## TEXT PASSAGE

I mentioned in an earlier post that citizen journalists often use a process called "adopt-a-reporter." I'm not sure who coined the term, but it seems I've been inadvertently adopting reporters since 2004. In Mr. Lee's case, I didn't even remember I had reported about him until a a reporter (protected identity) called and wanted to know why I was focusing on Mr. Lee. I immediately responded to say that I was NOT consciously directing my energy towards Mr. Lee at all. The person came back with, "but you keep reporting about him," to which I replied, "Yes, but I'm really overwhelmed correcting misinformation propagated by local news media and can't keep up, and now that you mentioned it, it seems I have addressed a couple of his stories. Thanks for pointing it out, and then I thought, maybe I should keep a closer eye on Mr. Lee, especially considering that, according to this person, he is the official 2010 reporter for The Sun. Who knew?


Side bar: The challenge is that a good writer knows how to veil any perception of bias. They learn to do it on the job, not at school, and it comes with decades of experience. If you're VANOC's official reporter how is a reader supposed to know unless you identify the partnership at the beginning of each article? When you watch NBC, CTV, or CBC news, the Olympic logos are all over the place and you know where their allegiance lies. Not so with newspapers. It should be mandatory that newspapers identify their partnership with Olympics organizations. That way the community would recognize it as advertorial, not real news. It should be part of the journalistic oath, and now that the Vancouver Sun is being paid to officially boost the Olympics, readers should be alerted at the beginning of every article. Anything less is unethical. If we can do it here on our little blog (top left corner Pro-Olympics with a Twist) big newspapers can do it too. Even when we do it, people still miss it, so you can imagine how newspapers mislead readers.

## DATA PROVIDED

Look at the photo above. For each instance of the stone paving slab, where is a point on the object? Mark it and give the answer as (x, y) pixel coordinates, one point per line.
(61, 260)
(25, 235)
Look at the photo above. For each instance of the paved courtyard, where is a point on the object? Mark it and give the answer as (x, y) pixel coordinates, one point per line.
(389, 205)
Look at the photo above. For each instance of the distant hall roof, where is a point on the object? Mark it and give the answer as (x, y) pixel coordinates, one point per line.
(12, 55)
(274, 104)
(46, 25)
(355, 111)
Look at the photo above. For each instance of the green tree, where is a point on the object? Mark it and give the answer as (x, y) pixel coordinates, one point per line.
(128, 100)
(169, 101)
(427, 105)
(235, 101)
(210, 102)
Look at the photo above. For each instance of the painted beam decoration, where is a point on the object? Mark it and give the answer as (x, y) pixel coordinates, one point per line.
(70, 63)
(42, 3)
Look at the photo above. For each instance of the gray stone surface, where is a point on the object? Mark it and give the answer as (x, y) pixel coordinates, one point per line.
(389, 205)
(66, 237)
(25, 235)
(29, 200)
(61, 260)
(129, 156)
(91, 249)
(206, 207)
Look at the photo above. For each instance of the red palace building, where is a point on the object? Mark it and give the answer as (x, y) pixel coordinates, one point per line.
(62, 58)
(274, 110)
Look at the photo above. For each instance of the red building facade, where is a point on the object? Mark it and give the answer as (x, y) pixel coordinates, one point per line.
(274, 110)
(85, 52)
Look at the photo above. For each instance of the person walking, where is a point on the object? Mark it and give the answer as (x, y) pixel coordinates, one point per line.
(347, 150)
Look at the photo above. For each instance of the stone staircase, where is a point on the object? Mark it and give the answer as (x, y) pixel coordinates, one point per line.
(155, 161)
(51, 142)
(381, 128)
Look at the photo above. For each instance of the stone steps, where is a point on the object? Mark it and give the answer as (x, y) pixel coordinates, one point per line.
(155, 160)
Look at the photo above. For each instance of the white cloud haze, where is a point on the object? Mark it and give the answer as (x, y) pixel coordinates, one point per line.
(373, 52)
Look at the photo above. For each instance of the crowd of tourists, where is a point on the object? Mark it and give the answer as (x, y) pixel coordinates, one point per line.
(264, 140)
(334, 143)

## ASSIGNED TASK
Carry on the blog post about the Vancouver Sun's Olympic partnership, picking up after its final sentence.

## ANSWER SECTION
Back to the phone call; I went on to say something like, "I'm not trying to undermine anyone's career. When I see something, I deal with it immediately and move on. If a reporter keeps showing up on my radar and consequently my blog it is NOT because I am gunning for him or her. It's because they wrote something in that moment that I felt needed to be explored and brought to the attention of our community." In some cases I also commend reporters for doing a great job of impartially telling both sides of the story.

I'm more like a gunslinger, not a politician or academic. 2010 is only two and half years away and closing fast. All that counts for me are results. VANOC, Mayor Sam and most local mainstream news media would prefer that we talk about it, while I prefer to first zing one over their heads, and then lower my sights if necessary. I'm not really a team player and I don't do group hug well at all, although if OV keeps an open mind as he indicated in his last post, and meets me half way I might make an exception. :-)

Until very recently I used to send periodic newsletters to almost 10,000 small business owners and media (8,000 SMBs in the GVRD alone,) but we rarely do that anymore because the people who are truly interested in what I have to say now show up at my blog on their own - international media included. We have enough of a following now that we don't have to waste time producing and distributing newsletters unless it is absolutely necessary.

As I wrote earlier in this (detoured) thread, the reason we decided to target and inform local small business owners was because time is short and they make up something like 98% of our community, which means that the average person on the street works for a small business and relies on small companies remaining healthy. I also learned through extensive and very costly research how and why the Olympics has a serious negative impact on many small businesses, which consequently led me to believe that "eventually" people would pay attention to what we were saying when they were so fed up that they did not know where to turn. That critical mass is approaching fast, but unfortunately not as fast as I had hoped, and not fast enough to keep the community healthy. In the interest of full disclosure, and I've repeated it many times, I contract my media communication services to many small businesses, and if they are NOT healthy, I am NOT healthy. I'm doing this to save my ass too, and wish I could say my values were more altruistic, but realistically, I'm pragmatic and simply want to survive.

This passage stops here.